● WORK REQUIRED: Render every line of the records below as a numbered list, omitting blank lines and leaving out the pictures.
--- BEGIN ---
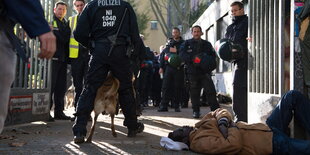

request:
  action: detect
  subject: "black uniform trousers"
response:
[71,54,89,108]
[160,65,184,108]
[190,74,220,112]
[73,43,138,136]
[233,68,248,122]
[50,60,67,116]
[151,66,163,106]
[139,66,153,106]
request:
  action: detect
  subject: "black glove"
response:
[219,124,228,139]
[217,117,229,139]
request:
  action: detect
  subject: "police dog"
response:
[65,85,75,109]
[86,72,120,143]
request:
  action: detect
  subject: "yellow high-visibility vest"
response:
[69,15,79,58]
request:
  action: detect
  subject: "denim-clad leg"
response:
[266,90,310,155]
--- END ---
● THE SOLUTION:
1. request:
2.   action: detect
3.   subject: "black uniform trousers"
4. response:
5. [71,54,89,108]
6. [160,65,184,108]
7. [190,74,220,112]
8. [73,43,138,136]
9. [233,68,248,122]
10. [50,60,67,116]
11. [151,66,163,106]
12. [139,66,153,106]
13. request:
14.   action: detect
15.   subject: "black glove"
16. response:
17. [219,124,228,139]
18. [217,117,229,139]
19. request:
20.   action: detect
21.   subject: "police dog"
22. response:
23. [65,85,75,109]
24. [86,72,120,143]
25. request:
26.   action: detect
27.   subject: "yellow high-visibility vest"
28. response:
29. [69,15,79,58]
30. request:
31.   action: detect
32.   subject: "denim-clad leg"
33. response:
34. [266,90,310,155]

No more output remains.